Start of Record extracts
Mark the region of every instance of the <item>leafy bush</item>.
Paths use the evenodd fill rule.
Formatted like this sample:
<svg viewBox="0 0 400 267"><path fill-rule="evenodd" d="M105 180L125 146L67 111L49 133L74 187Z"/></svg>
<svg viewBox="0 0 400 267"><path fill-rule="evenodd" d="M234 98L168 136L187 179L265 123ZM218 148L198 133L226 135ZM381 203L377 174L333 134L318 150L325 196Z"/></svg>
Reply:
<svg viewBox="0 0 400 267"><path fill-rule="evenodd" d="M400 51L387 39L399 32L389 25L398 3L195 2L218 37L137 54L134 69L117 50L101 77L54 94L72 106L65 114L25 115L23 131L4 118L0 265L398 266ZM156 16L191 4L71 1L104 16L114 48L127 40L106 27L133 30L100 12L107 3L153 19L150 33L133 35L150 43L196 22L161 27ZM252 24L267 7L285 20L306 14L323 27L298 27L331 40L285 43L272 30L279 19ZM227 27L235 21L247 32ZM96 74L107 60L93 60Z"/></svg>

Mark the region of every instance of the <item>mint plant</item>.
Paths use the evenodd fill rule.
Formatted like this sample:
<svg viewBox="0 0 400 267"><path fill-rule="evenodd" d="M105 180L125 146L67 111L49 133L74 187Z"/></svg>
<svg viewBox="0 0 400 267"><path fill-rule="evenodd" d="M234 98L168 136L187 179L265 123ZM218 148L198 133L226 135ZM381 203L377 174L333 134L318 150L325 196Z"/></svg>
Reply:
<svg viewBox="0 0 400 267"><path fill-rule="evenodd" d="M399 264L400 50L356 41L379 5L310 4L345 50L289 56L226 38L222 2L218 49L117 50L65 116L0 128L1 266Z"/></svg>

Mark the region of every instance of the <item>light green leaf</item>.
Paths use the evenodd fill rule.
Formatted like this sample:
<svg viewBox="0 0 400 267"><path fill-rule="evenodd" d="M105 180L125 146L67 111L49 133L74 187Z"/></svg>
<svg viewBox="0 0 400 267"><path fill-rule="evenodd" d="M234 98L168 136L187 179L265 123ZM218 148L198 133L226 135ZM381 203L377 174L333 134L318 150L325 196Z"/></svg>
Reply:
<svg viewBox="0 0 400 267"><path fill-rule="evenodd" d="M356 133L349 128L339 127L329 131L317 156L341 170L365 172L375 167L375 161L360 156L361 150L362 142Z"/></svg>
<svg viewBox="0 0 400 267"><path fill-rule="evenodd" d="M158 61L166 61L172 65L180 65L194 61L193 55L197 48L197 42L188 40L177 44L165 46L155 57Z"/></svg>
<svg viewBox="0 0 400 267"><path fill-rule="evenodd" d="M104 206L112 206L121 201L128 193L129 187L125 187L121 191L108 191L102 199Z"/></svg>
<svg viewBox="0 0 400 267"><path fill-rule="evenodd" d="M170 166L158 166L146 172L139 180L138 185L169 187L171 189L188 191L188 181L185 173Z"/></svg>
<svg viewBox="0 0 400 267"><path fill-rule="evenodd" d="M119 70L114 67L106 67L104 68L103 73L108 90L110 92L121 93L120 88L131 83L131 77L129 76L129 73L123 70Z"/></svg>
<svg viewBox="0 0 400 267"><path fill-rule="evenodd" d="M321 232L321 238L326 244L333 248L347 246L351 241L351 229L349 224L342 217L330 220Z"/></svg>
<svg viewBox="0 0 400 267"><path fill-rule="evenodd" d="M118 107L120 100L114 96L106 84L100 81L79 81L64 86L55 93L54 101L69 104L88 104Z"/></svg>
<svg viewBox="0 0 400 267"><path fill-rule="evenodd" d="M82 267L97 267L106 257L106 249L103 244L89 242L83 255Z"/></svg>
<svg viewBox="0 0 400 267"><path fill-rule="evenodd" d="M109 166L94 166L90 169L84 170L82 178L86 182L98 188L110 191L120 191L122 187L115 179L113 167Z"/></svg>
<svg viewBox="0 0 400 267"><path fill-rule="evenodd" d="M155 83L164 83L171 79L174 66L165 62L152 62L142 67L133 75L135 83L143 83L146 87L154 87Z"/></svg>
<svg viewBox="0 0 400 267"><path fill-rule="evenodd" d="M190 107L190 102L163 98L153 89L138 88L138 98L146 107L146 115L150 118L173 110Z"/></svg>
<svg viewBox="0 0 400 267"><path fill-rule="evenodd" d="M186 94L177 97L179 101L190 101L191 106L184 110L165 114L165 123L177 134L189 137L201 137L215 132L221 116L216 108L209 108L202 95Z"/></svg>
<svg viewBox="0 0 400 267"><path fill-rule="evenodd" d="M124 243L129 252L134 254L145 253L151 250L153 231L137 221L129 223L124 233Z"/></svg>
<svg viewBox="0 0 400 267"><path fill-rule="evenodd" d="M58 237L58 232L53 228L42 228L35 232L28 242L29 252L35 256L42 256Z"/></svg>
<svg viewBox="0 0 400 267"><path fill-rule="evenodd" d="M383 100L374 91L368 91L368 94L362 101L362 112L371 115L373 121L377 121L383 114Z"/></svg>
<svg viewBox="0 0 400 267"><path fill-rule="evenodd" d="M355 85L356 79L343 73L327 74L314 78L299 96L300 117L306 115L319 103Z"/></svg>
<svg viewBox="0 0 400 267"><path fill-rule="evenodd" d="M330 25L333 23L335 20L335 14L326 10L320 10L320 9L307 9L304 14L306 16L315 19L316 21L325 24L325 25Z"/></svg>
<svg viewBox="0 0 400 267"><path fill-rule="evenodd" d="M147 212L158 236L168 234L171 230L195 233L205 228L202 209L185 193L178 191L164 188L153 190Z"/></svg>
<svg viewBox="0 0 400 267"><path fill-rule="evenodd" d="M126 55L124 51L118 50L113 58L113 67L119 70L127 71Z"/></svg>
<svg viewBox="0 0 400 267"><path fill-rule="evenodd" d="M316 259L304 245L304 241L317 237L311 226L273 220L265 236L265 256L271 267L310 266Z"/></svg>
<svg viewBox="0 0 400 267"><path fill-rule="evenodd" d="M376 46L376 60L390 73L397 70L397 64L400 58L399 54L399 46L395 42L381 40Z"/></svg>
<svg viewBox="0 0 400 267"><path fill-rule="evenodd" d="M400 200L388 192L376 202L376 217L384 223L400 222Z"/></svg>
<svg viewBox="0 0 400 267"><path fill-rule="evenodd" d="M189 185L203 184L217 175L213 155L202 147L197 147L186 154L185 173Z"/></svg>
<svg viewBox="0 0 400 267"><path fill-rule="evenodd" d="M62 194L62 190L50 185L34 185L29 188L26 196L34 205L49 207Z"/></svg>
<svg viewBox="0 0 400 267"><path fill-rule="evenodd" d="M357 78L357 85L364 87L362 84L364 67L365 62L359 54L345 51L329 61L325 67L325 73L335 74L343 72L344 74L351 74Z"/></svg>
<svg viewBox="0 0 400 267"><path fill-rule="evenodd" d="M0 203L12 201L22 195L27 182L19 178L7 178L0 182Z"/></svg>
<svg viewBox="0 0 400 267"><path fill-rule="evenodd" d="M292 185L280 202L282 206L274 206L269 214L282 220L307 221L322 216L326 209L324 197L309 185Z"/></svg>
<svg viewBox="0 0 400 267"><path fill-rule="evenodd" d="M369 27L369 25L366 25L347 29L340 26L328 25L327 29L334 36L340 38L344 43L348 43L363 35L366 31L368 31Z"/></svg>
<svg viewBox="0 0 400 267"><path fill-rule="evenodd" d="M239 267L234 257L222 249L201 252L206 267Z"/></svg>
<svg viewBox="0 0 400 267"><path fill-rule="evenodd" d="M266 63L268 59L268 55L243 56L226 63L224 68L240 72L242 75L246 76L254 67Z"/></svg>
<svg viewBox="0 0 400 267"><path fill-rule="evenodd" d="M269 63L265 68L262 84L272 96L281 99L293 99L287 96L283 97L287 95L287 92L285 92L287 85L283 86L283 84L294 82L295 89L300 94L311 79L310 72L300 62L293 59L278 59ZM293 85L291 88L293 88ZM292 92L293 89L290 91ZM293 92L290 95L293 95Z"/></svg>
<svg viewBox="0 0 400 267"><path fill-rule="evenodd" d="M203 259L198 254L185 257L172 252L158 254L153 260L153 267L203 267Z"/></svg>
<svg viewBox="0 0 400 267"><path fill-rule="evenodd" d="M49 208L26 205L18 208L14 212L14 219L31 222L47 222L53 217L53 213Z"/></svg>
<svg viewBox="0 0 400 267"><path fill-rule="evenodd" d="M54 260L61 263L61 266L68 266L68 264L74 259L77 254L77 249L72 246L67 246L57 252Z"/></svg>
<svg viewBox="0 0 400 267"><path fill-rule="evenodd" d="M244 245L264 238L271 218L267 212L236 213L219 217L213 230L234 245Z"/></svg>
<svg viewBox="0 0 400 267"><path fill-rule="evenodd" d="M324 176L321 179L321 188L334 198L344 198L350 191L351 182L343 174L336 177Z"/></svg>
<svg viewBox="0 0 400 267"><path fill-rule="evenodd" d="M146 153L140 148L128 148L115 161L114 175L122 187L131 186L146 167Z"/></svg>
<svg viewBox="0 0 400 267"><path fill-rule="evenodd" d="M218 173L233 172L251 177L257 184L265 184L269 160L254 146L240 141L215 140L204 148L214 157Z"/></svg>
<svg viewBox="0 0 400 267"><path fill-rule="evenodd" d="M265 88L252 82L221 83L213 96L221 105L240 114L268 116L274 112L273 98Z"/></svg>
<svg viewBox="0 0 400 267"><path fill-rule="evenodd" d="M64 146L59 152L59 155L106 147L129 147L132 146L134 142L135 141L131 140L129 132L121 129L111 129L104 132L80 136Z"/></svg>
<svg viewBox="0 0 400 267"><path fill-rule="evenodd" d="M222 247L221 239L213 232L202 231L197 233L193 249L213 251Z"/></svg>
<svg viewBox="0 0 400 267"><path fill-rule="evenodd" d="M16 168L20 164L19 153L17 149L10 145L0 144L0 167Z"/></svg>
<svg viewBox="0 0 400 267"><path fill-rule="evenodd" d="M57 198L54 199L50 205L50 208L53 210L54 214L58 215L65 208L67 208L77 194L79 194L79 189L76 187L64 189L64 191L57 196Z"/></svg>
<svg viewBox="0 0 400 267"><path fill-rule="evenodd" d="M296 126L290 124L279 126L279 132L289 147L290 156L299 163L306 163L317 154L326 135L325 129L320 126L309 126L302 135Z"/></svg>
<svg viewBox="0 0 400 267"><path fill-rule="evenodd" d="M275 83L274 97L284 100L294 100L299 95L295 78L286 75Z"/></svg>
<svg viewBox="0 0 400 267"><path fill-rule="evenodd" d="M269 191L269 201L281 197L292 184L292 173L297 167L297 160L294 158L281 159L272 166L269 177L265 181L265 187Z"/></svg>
End of Record extracts
Problem requirements | Which lines of the data contain the string "item"? Copy each of them.

Task answer |
Mark the region of every instance of the <item>leafy bush</item>.
Mark the region of every instance of the <item>mint plant</item>.
Mark the region of every instance of the <item>light green leaf</item>.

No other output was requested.